── Information

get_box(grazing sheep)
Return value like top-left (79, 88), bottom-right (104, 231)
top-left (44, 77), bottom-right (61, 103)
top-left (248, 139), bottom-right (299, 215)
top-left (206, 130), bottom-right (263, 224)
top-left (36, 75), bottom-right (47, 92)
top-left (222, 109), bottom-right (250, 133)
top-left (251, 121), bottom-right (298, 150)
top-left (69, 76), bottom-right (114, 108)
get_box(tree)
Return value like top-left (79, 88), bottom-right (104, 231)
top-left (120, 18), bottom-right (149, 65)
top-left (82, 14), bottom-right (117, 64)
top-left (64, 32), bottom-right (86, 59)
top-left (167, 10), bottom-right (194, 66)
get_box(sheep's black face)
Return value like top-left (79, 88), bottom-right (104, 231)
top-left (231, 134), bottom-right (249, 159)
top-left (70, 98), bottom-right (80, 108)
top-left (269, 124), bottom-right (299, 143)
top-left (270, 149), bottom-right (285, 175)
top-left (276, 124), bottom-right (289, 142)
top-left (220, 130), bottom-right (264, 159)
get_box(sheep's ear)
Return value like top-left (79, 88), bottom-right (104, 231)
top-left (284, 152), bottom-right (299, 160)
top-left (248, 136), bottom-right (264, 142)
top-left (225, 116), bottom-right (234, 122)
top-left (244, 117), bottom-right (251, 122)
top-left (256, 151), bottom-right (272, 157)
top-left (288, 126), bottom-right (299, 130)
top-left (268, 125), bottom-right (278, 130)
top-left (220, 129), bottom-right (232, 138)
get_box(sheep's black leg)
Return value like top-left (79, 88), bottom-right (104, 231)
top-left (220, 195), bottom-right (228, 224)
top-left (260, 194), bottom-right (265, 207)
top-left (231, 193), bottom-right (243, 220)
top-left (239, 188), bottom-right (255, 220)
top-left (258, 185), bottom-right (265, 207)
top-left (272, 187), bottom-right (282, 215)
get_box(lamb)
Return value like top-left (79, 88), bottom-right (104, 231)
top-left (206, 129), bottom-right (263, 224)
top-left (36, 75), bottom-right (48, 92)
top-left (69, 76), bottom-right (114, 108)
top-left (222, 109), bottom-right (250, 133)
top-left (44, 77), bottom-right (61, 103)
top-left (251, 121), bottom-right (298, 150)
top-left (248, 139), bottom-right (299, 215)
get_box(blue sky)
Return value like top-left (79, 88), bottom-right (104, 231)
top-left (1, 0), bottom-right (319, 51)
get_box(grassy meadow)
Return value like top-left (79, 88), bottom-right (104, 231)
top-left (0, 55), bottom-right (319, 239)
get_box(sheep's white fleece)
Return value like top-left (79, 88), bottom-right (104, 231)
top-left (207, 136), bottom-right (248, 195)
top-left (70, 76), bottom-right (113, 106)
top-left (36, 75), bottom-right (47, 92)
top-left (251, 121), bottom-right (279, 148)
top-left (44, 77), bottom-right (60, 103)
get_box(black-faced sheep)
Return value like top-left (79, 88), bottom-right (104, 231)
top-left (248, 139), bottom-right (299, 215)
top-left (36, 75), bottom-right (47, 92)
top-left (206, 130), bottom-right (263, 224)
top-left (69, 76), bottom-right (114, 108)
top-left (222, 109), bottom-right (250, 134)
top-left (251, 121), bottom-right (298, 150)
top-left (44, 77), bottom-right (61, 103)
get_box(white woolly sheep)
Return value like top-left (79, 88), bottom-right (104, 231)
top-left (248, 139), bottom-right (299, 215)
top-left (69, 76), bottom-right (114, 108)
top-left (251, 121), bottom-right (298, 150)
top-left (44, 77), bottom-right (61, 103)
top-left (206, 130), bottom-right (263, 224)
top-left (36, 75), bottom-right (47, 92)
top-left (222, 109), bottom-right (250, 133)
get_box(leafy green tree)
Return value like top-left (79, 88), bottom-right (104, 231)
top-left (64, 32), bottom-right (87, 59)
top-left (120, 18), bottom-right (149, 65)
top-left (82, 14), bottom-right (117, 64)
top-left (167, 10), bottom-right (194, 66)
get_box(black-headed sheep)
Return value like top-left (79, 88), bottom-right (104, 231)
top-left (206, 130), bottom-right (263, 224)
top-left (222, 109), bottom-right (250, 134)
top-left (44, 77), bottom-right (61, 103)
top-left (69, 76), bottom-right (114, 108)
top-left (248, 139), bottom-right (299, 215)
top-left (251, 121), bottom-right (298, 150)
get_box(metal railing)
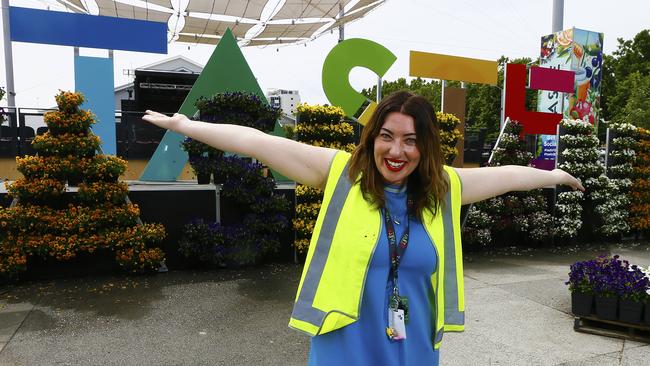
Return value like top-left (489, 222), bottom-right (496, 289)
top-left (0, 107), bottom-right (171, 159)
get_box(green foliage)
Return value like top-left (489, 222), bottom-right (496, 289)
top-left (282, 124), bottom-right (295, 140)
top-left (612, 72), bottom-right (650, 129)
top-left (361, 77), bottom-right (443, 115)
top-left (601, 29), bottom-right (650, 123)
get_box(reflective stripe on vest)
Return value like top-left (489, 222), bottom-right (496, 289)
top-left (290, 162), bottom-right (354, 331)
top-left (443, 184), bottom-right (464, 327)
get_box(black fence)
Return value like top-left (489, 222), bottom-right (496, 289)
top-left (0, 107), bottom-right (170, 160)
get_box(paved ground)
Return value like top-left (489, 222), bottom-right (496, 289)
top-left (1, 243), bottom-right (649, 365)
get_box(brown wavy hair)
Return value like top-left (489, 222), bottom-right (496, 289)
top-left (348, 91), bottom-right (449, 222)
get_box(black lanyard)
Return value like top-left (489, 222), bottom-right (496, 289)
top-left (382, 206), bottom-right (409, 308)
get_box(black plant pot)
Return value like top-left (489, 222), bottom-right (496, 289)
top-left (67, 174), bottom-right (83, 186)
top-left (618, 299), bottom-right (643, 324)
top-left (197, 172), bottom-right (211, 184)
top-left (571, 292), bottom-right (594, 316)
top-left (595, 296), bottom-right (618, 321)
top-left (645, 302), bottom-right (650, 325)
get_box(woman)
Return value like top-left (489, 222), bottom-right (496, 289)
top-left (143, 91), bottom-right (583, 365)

────

◆ Work request ◆
One line above contains "get_box(black fence)". Output that line and each one after it, word for word, and nothing else.

◆ Solution for this task ◆
get_box(black fence)
Return value like top-left (489, 222), bottom-right (496, 289)
top-left (0, 107), bottom-right (170, 160)
get_box(paved ground)
Return value like top-left (489, 222), bottom-right (496, 289)
top-left (1, 243), bottom-right (649, 365)
get_box(brown wavy hair)
Return value like top-left (489, 222), bottom-right (496, 289)
top-left (348, 91), bottom-right (449, 222)
get_box(black lanyard)
Return value like top-left (489, 222), bottom-right (496, 289)
top-left (382, 206), bottom-right (409, 308)
get_box(black plant pot)
Return value like top-left (489, 222), bottom-right (496, 289)
top-left (67, 174), bottom-right (83, 186)
top-left (618, 299), bottom-right (643, 324)
top-left (197, 172), bottom-right (211, 184)
top-left (571, 292), bottom-right (594, 316)
top-left (595, 296), bottom-right (618, 321)
top-left (645, 302), bottom-right (650, 325)
get_box(woman)
Return value like top-left (489, 222), bottom-right (496, 289)
top-left (143, 91), bottom-right (583, 365)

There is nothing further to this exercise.